TEXTO EXTRAÍDO
..............................

Semana passada estava dentro de um avião da Gol, sentado ao lado da minha esposa. Tinha terminado de ler o Relatos de mar y tierra, de Álvaro Mutis, e começava a retomar a leitura de “La mano de Fátima”, de Ildefonso Falcones. Retomava uma leitura interrompida tempos atrás.
La mano de Fátima é um romance histórico sobre a rebelião mourisca, ocorrida em 1568 na região de Alpujarras, próxima a Granada, Espanha. Os mouriscos se rebelaram contra a humilhação, exploração, espoliação e todo tipo de violência impingida a eles pelos cristãos da época. Rebelião esta que termina com a sua derrota e consequente dispersão por todo o reino de Castilla.

..............................

CONJUNTO DE LINHAS
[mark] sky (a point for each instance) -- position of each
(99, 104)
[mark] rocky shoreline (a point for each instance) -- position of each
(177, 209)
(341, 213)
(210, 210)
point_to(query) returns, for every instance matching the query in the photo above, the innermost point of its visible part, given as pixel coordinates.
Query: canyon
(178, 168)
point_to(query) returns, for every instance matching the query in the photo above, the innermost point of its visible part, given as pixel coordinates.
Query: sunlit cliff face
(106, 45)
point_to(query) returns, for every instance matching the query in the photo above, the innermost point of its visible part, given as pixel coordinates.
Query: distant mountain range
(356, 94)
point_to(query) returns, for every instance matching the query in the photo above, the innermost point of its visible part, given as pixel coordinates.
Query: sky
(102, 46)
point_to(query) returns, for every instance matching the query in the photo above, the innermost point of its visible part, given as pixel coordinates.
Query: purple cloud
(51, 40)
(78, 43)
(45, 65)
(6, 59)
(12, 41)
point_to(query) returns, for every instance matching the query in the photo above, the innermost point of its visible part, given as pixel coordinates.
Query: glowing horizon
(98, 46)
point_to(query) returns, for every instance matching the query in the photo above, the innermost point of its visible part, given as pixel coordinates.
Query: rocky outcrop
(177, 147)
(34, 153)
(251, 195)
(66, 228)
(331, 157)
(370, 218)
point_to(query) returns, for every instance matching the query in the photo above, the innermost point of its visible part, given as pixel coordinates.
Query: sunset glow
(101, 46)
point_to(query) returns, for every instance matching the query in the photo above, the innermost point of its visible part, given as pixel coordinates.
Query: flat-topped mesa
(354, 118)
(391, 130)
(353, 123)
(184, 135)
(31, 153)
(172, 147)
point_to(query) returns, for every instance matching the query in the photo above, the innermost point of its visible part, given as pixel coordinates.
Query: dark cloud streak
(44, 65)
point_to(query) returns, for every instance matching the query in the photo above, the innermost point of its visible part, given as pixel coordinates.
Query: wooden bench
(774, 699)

..............................

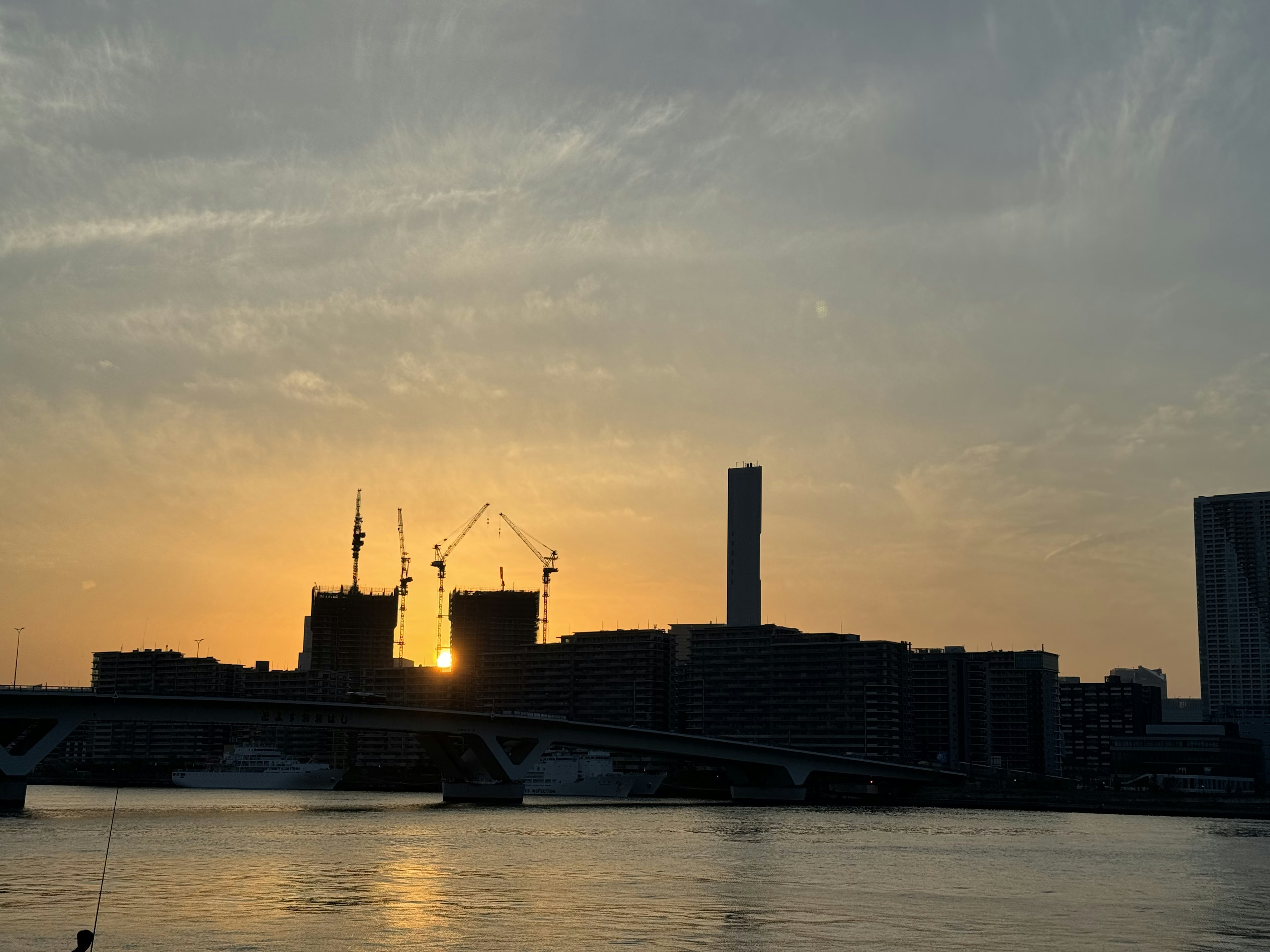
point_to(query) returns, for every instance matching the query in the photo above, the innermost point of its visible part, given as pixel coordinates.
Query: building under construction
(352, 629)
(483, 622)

..............................

O QUE FAZER
Segundo o texto sobre La mano de Fátima, contra o que os mouriscos se rebelaram? Liste todos os itens.

CAMPO DE RESPOSTA
- humilhação
- exploração
- espoliação
- todo tipo de violência